§ **WHAT TO DO**: In the excerpt on Iraqi immigrants in Nebraska, how many refugees per 100,000 residents did Nebraska take in last year?

§ **TEXT EXCERPT**:

This is the Islamic Foundation of Lincoln, home to a mosque that serves people from the Arab world including Iraq and the Gulf States, as well as many non-Arabs and native-born Americans. The Census Bureau estimates in the five years ending in 2015, Nebraska’s population of people from Iraq nearly doubled compared to the previous five years, from about 1,000 to 2,000. Other estimates, by community and ethnic organizations, put the number higher than that. Nebraska led the nation last year, taking in 76 refugees for every 100,000 residents, and while not all immigrants are refugees, they add significantly to the total.

David Drozd, a demographer at the University of Nebraska at Omaha, said the census estimate is probably low.

“Especially with refugee groups, there often is a hesitancy to fill out surveys that are coming from a governmental source,” Drozd explained. “A lot of refugees, of course, were coming from places where there was political ramifications and oppression based on how they identified.”

Rebeen Kareem (Photo by Fred Knapp, NET News)

One person who experienced that is Rebeen Kareem. He came to Nebraska three years ago and is now a student and an inspector in a Lincoln manufacturing plant. A Sunni Muslim from the Kurdish region of Iraq, Kareem said he left after receiving a threat from ISIS, because his uncle was a translator for the U.S. military.

Adnan al-Jabiry, imam at the Nebraska Islamic Foundation’s mosque for Shia Muslims in Lincoln, left Iraq more than 25 years ago.

“I came here as a refugee. We came from Saudi Arabia after the uprising against Saddam during 1991. And then we live in Saudi Arabia in the camp for almost five years there, and I came here (in) 1996,” al-Jabiry said.

Adnan al-Jabiry (Photo by Fred Knapp, NET News)

Al-Jabiry says it’s been an adjustment.

“We found everything is different here, like language, food. But we found that (it’s) safe here – freedom to do our religion, and we found a job. So we accept it and we love it here,” he said.

Gulie Khalaf, a teacher and advocate for the large, non-Muslim Yazidi community in Lincoln, came as a teenager with her parents.

[Data from a pointing dataset]
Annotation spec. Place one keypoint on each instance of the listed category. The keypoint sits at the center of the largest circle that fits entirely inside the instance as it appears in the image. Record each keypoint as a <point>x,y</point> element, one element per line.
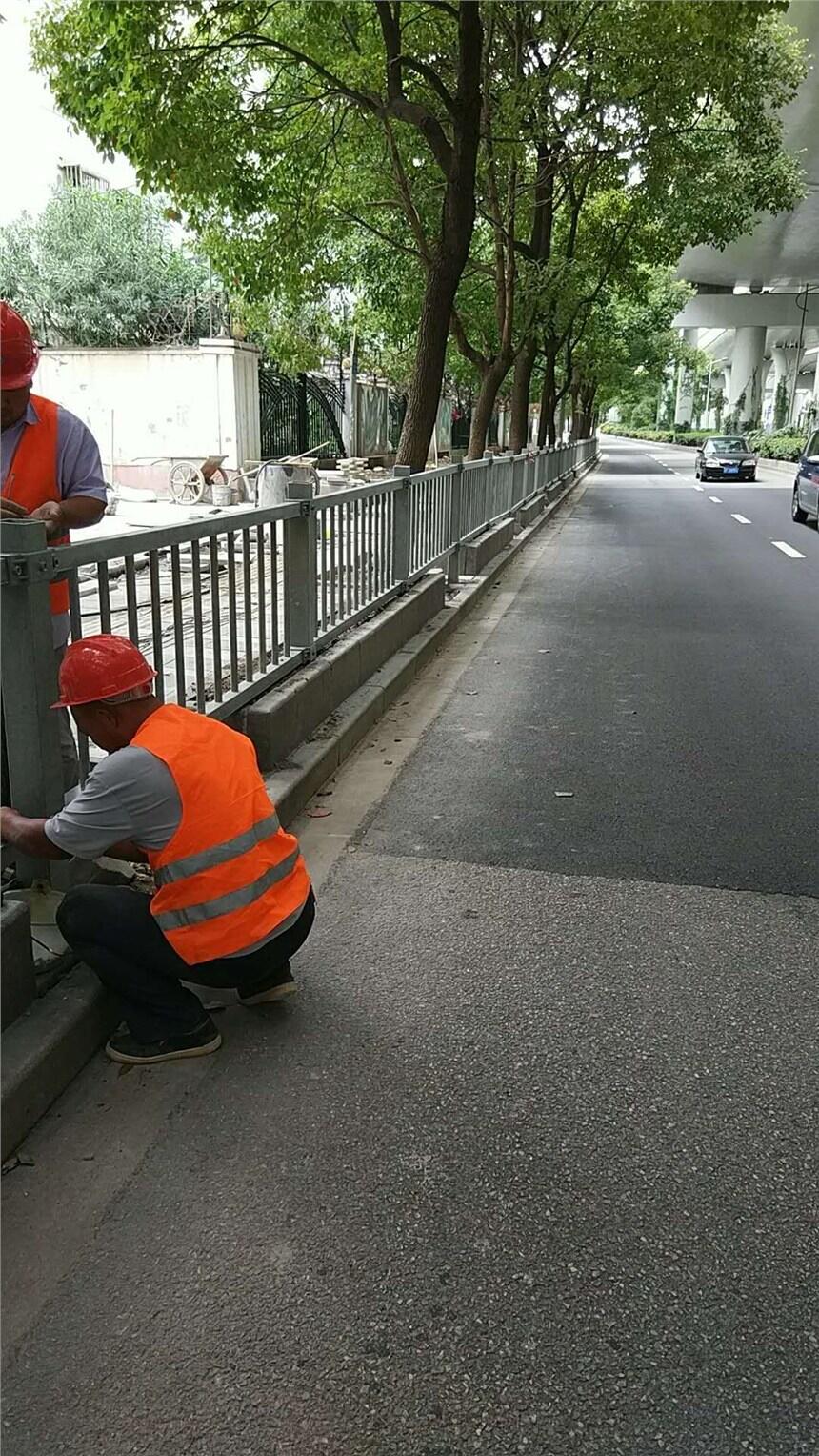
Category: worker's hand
<point>51,513</point>
<point>8,816</point>
<point>9,510</point>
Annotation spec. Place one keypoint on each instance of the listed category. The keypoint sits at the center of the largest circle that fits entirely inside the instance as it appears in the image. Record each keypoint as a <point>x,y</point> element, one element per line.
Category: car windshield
<point>730,443</point>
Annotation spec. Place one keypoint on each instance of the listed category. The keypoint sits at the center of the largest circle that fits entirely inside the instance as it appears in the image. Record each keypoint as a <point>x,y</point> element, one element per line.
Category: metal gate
<point>298,414</point>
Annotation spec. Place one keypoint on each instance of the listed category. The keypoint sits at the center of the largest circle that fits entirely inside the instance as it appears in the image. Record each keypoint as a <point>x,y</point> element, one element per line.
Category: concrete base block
<point>290,714</point>
<point>18,981</point>
<point>46,1048</point>
<point>482,551</point>
<point>529,513</point>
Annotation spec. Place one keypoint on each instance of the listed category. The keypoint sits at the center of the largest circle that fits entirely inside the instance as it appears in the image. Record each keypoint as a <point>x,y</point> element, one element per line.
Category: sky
<point>28,168</point>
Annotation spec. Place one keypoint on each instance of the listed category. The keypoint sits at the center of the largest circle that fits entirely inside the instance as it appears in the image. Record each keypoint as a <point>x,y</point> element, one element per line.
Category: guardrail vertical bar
<point>402,524</point>
<point>455,527</point>
<point>156,623</point>
<point>300,549</point>
<point>30,678</point>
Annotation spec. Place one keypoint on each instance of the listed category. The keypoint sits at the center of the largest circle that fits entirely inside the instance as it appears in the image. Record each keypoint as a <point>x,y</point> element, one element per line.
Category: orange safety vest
<point>230,876</point>
<point>32,477</point>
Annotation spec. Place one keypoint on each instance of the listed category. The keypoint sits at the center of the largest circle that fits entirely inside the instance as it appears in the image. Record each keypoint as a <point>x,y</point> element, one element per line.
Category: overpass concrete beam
<point>736,311</point>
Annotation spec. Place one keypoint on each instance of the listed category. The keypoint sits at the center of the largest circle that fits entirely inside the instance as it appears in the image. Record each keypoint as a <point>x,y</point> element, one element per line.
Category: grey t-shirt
<point>129,796</point>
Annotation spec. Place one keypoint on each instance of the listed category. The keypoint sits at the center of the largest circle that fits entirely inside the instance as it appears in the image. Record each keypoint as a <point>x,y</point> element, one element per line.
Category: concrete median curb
<point>51,1041</point>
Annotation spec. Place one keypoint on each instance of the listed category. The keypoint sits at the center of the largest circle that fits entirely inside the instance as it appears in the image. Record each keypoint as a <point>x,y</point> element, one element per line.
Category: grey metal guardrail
<point>230,604</point>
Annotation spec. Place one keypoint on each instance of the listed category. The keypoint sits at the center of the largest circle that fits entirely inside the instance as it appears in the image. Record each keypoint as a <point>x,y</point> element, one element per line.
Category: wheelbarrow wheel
<point>187,482</point>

§ **EXERCISE ANSWER**: 76 refugees for every 100,000 residents.